_PASSAGE SHOWN:_
•••

10. Admiral Yamamoto, still smarting from the defeat at Midway, was determined to engage the American carrier force and inflict a defeat, saw an opportunity on August 23 when the Combined Fleet sallied from Truk lagoon to provide distant cover for one of Admiral Tanaka's supply runs. The resulting two day carrier action established the reputation of the _____________ as a lucky ship.

Answer: Enterprise

This action became known as the Battle of the Eastern Solomons where the Enterprise received several hits from a strike force dispatched by Shokaku and Zuikaku which disabled her steering gear and put an elevator out of action. Fortunately a second strike missed her by a few miles and the Enterprise was able to limp away and fight another day.

The bulk of the American strike was concentrated on the light carrier Ryujo which was soon dispatched and sunk. The attacks on Shokaku and Zuikaku were largely ineffective.

•••

_WRITTEN TASKS:_
A. In the Eastern Solomons passage, why was the Enterprise able to limp away and fight another day?
B. Quote the part of the Eastern Solomons passage that opens with the words containing "This action became" and closes with "were largely ineffective.".
C. According to the Eastern Solomons passage, which ship took the bulk of the American strike?

[Records]
•••

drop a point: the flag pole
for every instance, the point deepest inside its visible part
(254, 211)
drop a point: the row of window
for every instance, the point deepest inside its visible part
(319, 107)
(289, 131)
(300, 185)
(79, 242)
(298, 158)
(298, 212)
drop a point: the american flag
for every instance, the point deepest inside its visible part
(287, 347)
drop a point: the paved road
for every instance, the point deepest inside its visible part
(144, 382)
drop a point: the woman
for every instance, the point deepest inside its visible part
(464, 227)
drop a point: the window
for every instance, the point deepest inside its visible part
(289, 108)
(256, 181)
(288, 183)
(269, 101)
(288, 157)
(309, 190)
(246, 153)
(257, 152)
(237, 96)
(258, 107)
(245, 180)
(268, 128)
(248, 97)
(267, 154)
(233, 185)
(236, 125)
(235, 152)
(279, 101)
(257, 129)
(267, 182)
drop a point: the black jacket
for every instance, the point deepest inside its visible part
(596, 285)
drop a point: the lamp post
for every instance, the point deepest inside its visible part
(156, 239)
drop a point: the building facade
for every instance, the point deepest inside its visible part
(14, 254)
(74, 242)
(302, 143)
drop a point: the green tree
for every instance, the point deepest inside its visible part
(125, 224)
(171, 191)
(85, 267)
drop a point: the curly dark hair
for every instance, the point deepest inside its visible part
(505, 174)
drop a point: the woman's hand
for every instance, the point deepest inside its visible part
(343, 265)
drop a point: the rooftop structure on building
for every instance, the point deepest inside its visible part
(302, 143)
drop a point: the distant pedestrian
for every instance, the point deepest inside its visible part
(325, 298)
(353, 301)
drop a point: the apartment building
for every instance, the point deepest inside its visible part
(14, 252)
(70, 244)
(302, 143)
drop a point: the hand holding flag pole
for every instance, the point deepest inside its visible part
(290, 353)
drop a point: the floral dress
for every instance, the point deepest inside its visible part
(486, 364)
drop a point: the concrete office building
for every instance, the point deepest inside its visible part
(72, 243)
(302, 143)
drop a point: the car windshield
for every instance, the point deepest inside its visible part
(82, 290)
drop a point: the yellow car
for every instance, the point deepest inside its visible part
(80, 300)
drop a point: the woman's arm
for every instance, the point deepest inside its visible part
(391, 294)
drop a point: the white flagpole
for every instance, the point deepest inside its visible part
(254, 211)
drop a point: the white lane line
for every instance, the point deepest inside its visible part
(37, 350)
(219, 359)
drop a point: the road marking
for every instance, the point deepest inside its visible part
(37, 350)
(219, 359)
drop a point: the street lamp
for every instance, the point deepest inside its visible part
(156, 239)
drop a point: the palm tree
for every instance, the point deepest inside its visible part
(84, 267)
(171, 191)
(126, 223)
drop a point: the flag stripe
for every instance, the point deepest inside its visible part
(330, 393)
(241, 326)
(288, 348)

•••

_TASK-BY-TASK RESULTS:_
A. A second Japanese strike missed her by a few miles.

B.
This action became known as the Battle of the Eastern Solomons where the Enterprise received several hits from a strike force dispatched by Shokaku and Zuikaku which disabled her steering gear and put an elevator out of action. Fortunately a second strike missed her by a few miles and the Enterprise was able to limp away and fight another day.

The bulk of the American strike was concentrated on the light carrier Ryujo which was soon dispatched and sunk. The attacks on Shokaku and Zuikaku were largely ineffective.

C. The light carrier Ryujo.